>>>>
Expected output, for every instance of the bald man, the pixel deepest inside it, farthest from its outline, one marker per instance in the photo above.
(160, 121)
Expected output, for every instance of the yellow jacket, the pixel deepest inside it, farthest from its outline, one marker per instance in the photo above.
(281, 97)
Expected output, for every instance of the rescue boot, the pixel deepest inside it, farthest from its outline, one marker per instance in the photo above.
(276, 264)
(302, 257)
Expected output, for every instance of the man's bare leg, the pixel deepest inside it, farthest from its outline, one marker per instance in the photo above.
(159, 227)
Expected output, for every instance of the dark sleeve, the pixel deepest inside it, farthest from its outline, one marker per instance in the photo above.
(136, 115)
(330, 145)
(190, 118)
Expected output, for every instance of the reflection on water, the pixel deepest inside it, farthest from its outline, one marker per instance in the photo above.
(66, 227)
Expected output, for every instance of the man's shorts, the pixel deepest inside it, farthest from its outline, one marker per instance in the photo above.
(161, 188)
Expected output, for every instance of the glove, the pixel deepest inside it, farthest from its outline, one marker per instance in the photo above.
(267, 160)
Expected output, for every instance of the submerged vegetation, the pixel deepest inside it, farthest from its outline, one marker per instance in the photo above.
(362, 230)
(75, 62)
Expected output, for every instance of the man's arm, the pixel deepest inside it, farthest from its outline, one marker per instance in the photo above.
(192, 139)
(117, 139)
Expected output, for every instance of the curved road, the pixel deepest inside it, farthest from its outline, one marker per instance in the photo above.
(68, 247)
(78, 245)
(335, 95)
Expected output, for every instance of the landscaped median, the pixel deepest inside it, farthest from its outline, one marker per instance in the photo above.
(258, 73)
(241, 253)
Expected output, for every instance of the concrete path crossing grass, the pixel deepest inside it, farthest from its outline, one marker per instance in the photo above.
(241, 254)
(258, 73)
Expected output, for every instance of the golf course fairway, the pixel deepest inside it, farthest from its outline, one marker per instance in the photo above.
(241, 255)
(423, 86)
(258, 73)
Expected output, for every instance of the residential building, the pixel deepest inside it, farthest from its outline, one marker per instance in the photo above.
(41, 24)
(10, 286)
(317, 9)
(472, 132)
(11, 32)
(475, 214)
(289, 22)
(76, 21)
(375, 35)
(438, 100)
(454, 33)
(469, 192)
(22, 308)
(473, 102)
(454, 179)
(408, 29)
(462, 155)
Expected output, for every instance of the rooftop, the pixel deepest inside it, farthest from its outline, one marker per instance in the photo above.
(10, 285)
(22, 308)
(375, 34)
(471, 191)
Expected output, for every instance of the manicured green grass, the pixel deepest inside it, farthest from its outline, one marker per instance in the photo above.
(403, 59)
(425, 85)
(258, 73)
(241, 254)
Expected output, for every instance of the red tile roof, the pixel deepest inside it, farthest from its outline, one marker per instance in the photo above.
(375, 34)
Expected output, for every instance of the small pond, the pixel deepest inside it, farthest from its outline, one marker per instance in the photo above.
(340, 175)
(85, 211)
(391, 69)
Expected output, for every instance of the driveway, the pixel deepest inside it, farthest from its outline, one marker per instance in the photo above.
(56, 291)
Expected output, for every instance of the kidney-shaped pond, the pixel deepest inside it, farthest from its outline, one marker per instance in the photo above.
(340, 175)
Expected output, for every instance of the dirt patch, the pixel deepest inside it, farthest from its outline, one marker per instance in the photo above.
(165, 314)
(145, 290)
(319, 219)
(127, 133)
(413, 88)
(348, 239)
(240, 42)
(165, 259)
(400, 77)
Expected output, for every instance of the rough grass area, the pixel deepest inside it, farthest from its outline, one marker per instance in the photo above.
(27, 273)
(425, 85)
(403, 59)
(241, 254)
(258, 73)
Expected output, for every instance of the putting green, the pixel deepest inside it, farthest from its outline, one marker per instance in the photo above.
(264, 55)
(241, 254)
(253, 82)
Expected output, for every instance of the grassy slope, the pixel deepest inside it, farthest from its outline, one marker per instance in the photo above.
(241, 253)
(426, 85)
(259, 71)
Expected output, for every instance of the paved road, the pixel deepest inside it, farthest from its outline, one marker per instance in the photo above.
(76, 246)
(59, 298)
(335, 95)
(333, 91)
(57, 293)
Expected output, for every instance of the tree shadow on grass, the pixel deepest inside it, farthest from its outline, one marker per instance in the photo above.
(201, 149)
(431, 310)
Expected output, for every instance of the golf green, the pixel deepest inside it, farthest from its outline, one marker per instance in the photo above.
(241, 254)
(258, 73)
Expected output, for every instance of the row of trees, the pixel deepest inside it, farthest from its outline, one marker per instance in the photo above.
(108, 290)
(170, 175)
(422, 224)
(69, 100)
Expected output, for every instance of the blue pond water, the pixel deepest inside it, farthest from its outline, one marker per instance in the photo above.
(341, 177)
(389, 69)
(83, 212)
<<<<
Aim of the exercise. Exactly repeat the lines from the line that contains "Expected output, for every instance of the row" to the end of the entries, both included, and leave out all other lines.

Written answer.
Expected output, for every instance of the row of trees, the pixel deepest inside it, farthest from its outline, one marker per instance in the photo above.
(108, 290)
(170, 175)
(422, 224)
(69, 100)
Expected output, for every instance of the blue pond water, the pixel deepest inside it, farthest from its outline, one marker per instance in the photo above.
(341, 177)
(389, 69)
(83, 212)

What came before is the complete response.